SOURCE EXTRACT:
------------------------------------
Lancet Study: Coordinated food policies linked to lower childhood obesity risk

A food policy package introduced in Chile that combines front-of-package warning labels, school bans on junk food, and strict limits on child-targeted marketing has successfully reduced the childhood overweight and obesity rates, according to a landmark study published in The Lancet on Thursday. 

Researchers say the findings offer the first concrete, national-level evidence that a coordinated policy can curb early childhood obesity. 

The data provides a timely roadmap for countries like Bangladesh, which are currently battling a double burden of persistent undernutrition alongside skyrocketing obesity rates.

Chile historically ranks among the nations with the heaviest rates of childhood weight issues. 

To tackle the crisis, the country launched the Food Labelling and Advertising Law (FLAL) in 2016, widely considered one of the world’s most aggressive food reforms. 

The law targets products high in sugar, saturated fat, sodium, or calories using three main levers: mandatory black, octagonal warning symbols on packaging, a total ban on these foods in schools, and tight restrictions on advertising aimed at children.
------------------------------------
RECORDED INFORMATION:
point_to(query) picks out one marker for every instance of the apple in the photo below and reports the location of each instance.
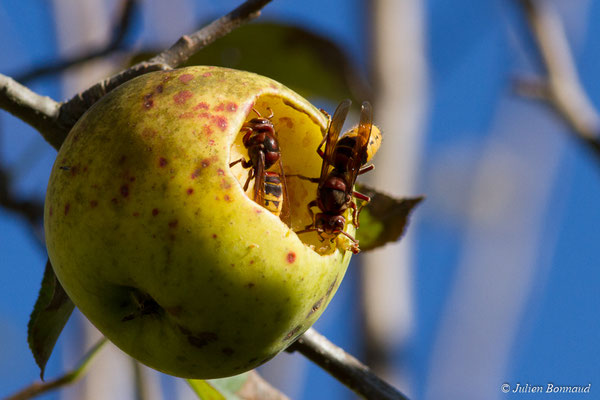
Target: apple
(152, 236)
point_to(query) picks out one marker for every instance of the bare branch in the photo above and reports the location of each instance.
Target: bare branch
(345, 368)
(566, 94)
(38, 388)
(40, 112)
(256, 388)
(115, 43)
(177, 54)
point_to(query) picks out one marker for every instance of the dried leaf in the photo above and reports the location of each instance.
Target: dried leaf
(50, 314)
(384, 219)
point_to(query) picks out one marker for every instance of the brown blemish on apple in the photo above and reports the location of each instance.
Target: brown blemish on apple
(202, 339)
(228, 351)
(291, 257)
(287, 121)
(185, 78)
(174, 311)
(181, 97)
(292, 333)
(315, 307)
(124, 190)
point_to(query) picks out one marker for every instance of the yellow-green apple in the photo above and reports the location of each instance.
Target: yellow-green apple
(151, 234)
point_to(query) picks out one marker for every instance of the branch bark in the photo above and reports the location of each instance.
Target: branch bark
(174, 56)
(345, 368)
(40, 112)
(115, 43)
(563, 88)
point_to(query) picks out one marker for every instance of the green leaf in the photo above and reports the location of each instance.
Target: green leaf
(219, 389)
(50, 314)
(384, 219)
(306, 62)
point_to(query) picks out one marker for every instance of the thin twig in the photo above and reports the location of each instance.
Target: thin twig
(177, 54)
(115, 43)
(345, 368)
(40, 112)
(38, 388)
(563, 87)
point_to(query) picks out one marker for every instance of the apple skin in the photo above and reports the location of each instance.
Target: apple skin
(153, 238)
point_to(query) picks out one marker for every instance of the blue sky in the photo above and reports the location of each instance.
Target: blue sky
(505, 279)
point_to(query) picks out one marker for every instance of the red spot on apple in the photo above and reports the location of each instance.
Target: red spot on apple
(220, 121)
(148, 103)
(187, 115)
(225, 184)
(181, 97)
(291, 257)
(185, 78)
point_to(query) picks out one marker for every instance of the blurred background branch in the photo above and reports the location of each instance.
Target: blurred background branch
(561, 86)
(120, 28)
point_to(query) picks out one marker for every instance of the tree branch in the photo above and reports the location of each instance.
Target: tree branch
(115, 43)
(177, 54)
(38, 388)
(563, 89)
(40, 112)
(345, 368)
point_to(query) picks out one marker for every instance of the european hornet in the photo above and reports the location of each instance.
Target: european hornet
(344, 159)
(263, 149)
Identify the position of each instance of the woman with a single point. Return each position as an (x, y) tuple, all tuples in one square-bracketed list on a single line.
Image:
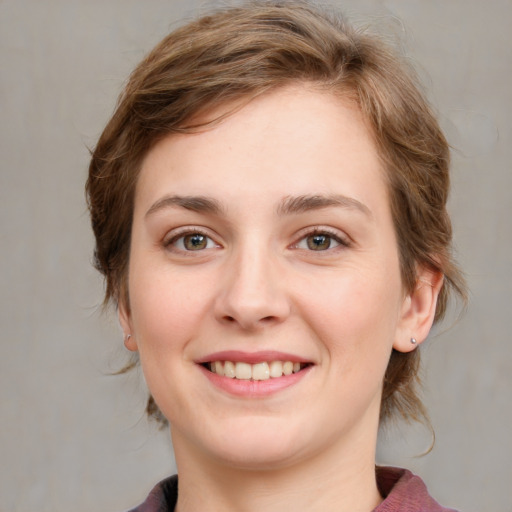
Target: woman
[(269, 206)]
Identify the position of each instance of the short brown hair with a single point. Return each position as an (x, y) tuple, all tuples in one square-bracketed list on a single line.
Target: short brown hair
[(243, 52)]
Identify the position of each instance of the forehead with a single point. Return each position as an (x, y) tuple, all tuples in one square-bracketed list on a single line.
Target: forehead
[(291, 141)]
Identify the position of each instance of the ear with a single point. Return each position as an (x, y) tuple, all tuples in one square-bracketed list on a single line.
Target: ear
[(418, 310), (126, 324)]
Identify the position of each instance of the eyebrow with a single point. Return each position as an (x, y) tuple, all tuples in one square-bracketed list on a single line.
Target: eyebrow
[(199, 204), (302, 204), (288, 206)]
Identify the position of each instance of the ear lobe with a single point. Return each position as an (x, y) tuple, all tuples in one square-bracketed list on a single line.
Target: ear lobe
[(126, 325), (418, 311)]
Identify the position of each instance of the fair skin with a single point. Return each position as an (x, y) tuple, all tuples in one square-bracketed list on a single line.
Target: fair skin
[(268, 237)]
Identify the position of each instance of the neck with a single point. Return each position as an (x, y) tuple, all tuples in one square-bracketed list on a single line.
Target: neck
[(334, 481)]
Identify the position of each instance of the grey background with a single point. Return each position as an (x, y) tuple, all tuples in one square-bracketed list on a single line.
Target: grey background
[(75, 438)]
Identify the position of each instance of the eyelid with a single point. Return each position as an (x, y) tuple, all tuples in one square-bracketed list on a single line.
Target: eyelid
[(174, 235), (340, 237)]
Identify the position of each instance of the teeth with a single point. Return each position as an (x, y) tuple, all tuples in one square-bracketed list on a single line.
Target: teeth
[(258, 371), (229, 370), (243, 371)]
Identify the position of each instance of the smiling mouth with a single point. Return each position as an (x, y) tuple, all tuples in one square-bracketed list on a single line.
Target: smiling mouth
[(255, 372)]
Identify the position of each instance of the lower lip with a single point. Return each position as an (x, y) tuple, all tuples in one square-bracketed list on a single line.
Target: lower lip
[(254, 388)]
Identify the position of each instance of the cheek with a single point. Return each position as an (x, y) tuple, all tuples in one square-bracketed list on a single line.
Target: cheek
[(355, 316), (165, 311)]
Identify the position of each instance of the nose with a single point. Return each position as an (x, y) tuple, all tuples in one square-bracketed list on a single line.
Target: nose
[(253, 293)]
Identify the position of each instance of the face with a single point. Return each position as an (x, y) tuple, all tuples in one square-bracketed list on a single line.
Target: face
[(264, 282)]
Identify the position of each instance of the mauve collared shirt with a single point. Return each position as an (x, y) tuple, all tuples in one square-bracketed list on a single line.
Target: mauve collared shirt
[(402, 492)]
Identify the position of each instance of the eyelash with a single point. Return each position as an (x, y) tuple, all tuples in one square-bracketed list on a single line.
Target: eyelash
[(170, 243), (319, 231)]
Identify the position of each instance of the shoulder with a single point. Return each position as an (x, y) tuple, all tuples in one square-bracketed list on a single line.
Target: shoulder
[(404, 492), (162, 497)]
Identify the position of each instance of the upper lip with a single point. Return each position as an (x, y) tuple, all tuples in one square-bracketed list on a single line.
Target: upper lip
[(251, 357)]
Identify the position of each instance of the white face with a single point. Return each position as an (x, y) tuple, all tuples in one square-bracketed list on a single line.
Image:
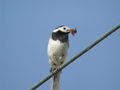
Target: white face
[(62, 28)]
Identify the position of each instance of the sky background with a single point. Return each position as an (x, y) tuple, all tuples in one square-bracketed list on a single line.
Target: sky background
[(25, 28)]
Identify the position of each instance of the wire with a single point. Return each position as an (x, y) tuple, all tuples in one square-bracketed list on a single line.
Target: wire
[(76, 56)]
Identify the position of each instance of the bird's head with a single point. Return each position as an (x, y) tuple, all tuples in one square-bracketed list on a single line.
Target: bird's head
[(65, 30)]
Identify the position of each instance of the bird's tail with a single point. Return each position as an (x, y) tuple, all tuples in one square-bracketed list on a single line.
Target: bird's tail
[(55, 81)]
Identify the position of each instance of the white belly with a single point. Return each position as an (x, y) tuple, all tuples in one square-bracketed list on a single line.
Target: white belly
[(57, 52)]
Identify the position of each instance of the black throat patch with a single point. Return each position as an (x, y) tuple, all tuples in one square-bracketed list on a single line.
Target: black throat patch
[(61, 36)]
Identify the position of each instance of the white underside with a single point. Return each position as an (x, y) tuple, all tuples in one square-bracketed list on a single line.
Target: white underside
[(57, 52)]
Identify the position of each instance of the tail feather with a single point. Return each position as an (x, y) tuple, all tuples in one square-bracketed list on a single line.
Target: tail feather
[(55, 81)]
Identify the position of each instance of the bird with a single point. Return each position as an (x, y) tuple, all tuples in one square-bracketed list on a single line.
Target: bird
[(58, 45)]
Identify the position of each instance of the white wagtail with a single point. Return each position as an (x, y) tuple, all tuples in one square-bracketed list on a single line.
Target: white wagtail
[(57, 51)]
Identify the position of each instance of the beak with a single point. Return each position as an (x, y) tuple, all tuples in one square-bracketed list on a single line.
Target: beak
[(73, 31)]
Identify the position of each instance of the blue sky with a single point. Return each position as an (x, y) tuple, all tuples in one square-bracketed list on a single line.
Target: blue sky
[(25, 27)]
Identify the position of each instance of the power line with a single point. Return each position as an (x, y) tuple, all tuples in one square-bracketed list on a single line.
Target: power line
[(76, 56)]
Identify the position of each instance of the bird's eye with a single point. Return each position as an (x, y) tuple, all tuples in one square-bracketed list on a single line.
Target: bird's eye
[(64, 28)]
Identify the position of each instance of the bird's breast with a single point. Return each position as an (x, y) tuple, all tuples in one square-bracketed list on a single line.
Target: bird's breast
[(57, 48)]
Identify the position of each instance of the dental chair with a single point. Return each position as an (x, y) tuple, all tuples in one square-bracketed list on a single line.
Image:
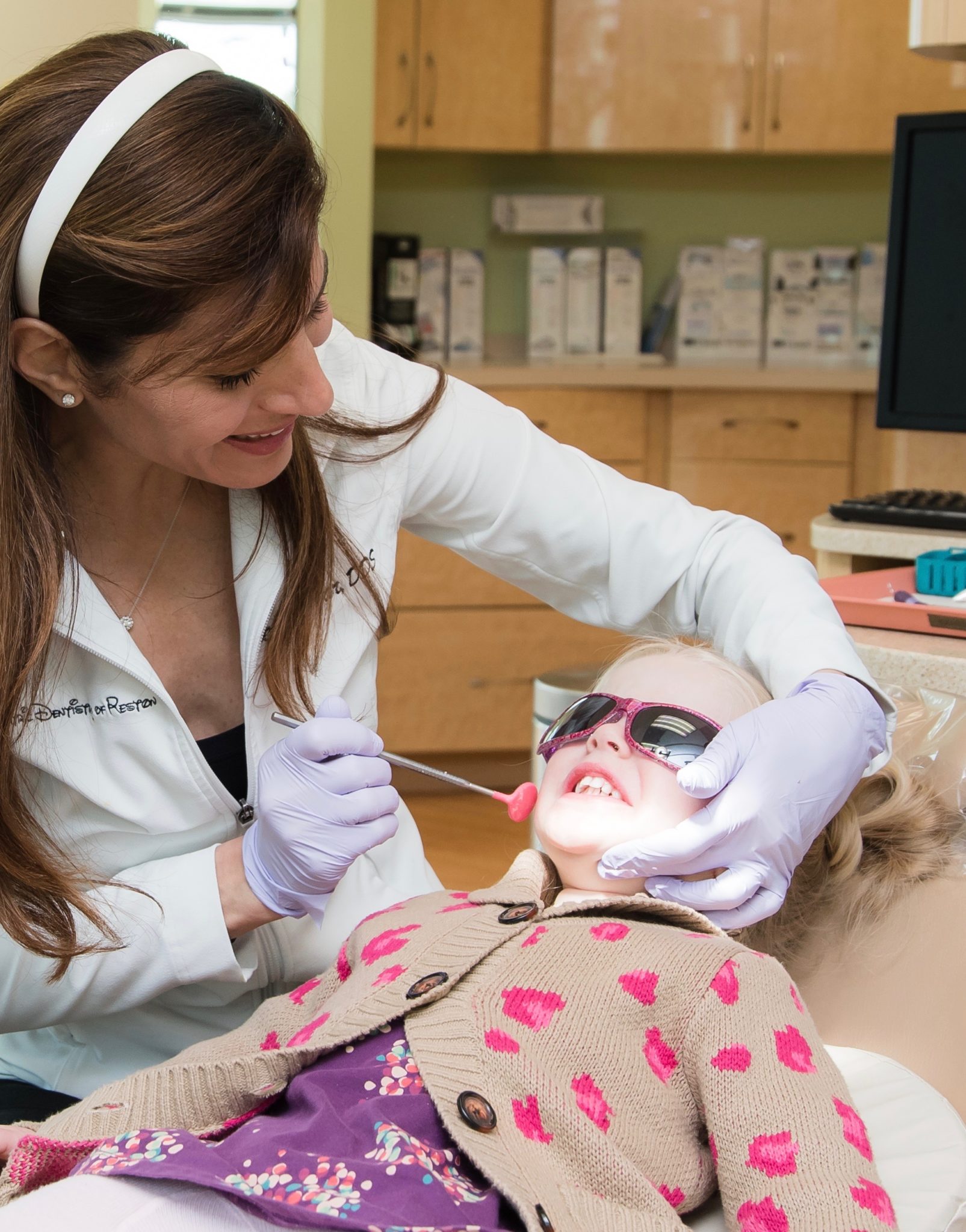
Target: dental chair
[(891, 1006)]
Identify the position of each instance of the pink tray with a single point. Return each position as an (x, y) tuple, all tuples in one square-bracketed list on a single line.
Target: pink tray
[(867, 599)]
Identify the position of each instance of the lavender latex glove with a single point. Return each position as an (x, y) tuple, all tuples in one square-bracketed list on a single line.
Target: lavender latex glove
[(784, 771), (324, 799)]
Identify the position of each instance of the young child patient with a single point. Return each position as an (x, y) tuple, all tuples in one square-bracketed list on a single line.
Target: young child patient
[(555, 1053)]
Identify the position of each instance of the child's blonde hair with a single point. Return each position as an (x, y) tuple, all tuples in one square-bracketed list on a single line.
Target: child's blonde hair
[(893, 833)]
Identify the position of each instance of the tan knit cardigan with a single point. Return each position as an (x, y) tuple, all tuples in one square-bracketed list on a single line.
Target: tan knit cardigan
[(631, 1056)]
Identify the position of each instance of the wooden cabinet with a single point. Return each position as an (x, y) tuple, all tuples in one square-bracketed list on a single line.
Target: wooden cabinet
[(780, 458), (784, 497), (657, 74), (841, 70), (397, 51), (485, 638), (461, 680), (462, 74), (774, 75)]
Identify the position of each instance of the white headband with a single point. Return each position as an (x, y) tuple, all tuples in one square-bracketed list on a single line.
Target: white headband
[(88, 148)]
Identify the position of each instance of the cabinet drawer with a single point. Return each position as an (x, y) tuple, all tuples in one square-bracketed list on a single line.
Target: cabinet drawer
[(607, 423), (770, 427), (429, 576), (784, 497), (462, 682)]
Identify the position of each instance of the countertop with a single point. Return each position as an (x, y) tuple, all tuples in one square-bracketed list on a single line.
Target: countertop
[(649, 374), (913, 661), (870, 539)]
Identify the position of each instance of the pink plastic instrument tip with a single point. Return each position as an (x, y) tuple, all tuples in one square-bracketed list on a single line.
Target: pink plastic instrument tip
[(520, 804)]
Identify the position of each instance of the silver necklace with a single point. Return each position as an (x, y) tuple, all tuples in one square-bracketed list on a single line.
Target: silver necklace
[(128, 621)]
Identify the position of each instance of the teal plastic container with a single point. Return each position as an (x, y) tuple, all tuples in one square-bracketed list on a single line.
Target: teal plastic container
[(942, 573)]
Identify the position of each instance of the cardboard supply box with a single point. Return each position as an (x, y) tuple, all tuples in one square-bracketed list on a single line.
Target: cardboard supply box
[(547, 317), (467, 276), (433, 311), (721, 310), (622, 307), (834, 306), (700, 269), (743, 302), (869, 304), (793, 309), (584, 306)]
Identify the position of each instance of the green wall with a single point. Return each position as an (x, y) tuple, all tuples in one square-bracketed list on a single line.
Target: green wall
[(661, 202)]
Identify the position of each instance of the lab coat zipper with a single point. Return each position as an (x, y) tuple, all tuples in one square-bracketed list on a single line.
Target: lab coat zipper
[(268, 943), (208, 774)]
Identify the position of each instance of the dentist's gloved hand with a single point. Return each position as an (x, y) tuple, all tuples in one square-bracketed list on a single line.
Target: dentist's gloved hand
[(324, 799), (784, 771)]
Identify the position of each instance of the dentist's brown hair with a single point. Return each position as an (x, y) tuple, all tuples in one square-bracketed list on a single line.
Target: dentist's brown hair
[(208, 205)]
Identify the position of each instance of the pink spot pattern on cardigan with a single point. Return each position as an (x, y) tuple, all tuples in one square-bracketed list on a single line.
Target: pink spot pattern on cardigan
[(677, 1056)]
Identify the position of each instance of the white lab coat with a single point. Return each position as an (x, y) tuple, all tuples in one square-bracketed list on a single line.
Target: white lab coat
[(125, 786)]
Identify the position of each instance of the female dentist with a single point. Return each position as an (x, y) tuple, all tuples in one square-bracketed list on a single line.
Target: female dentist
[(202, 477)]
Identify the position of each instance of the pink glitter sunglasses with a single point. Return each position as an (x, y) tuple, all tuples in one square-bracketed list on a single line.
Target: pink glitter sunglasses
[(673, 736)]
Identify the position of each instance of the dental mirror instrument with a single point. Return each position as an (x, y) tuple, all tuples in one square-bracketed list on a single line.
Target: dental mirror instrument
[(519, 804)]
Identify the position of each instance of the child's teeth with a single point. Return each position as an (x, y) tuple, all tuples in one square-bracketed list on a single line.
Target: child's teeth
[(595, 785)]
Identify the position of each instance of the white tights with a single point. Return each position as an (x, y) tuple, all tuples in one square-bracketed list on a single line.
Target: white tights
[(126, 1204)]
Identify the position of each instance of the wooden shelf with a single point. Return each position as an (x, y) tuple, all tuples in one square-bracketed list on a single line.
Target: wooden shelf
[(666, 376)]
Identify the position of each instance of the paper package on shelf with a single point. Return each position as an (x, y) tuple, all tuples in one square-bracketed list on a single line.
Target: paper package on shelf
[(584, 307), (834, 306), (547, 318), (793, 309), (466, 304), (433, 312)]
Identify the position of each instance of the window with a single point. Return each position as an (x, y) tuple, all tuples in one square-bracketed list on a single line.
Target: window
[(255, 40)]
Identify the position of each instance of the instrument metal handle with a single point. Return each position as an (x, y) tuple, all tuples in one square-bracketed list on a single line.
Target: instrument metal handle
[(433, 74)]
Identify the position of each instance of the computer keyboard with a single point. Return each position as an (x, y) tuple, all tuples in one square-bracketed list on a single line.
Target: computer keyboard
[(907, 507)]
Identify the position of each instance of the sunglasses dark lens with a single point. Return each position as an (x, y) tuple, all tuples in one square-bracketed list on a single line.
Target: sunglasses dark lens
[(672, 735), (583, 713)]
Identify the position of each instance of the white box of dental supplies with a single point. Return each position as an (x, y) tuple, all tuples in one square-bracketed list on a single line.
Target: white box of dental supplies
[(701, 270), (547, 318), (433, 303), (793, 316), (584, 301), (869, 304), (743, 301), (622, 291), (466, 303), (834, 306), (546, 214)]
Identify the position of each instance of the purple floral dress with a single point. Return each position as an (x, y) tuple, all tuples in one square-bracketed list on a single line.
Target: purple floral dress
[(355, 1142)]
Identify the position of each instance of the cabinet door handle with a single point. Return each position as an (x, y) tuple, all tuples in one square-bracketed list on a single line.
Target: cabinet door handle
[(429, 120), (779, 79), (778, 422), (407, 111), (495, 682), (749, 72)]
------------------------------------
APPLY WHAT YOU READ:
- 1) In the article on Chile's food policy study, list the things that make a product a target of the law.
- 2) Continue the article on Chile's food policy study from the point where it stops.

ANSWERS FOR EACH ITEM:
- 1) Sugar, saturated fat, sodium, calories

- 2)
To measure its impact, researchers tracked national data on over 300,000 Chilean schoolchildren aged four to six, comparing their weight before and after the law took effect. 

The results were clear: children exposed to the new regulations for 18 months were significantly less likely to be overweight or obese than previous cohorts in the same grades.

Among girls, the risk dropped by 2.9%, marking a 1.4 percentage point decline from a heavy baseline of 47.7%. 

Boys saw a 2.4% drop, down 1.2 percentage points from a baseline of 52%. 

Even just six months in, the law had already made a noticeable change, reducing risk by 1.9% for girls and 2.2% for boys.

"While isolated measures like soda taxes do help, this is the first study to prove that a comprehensive policy package can turn the tide on early childhood obesity across an entire nation," said Professor Guillermo Paraje of the Universidad Adolfo Ibáñez Business School in Chile.

"These results give teeth to public health advocates worldwide. They prove that warning labels, school restrictions, and marketing bans actually work in the real world," he added.

The study only looked at the law's first phase in 2016. 

Chile tightened the screws even further in 2018 and 2019 by lowering the thresholds for what counts as "unhealthy", phases not covered in this data. 

Co-author Dr Nieves Valdes pointed out that the long-term impact is likely even higher.

"Even a modest-looking reduction in early childhood makes a massive difference over a lifespan," Valdes explained, noting that childhood weight issues heavily predict chronic conditions later in life, including type 2 diabetes, high blood pressure, and cardiovascular disease.

In a commentary published alongside the study, Professor Simone Pettigrew and Dr Daisy Coyle of The George Institute for Global Health in Australia wrote that the findings provide vital ammunition for governments facing intense pushback from the food industry.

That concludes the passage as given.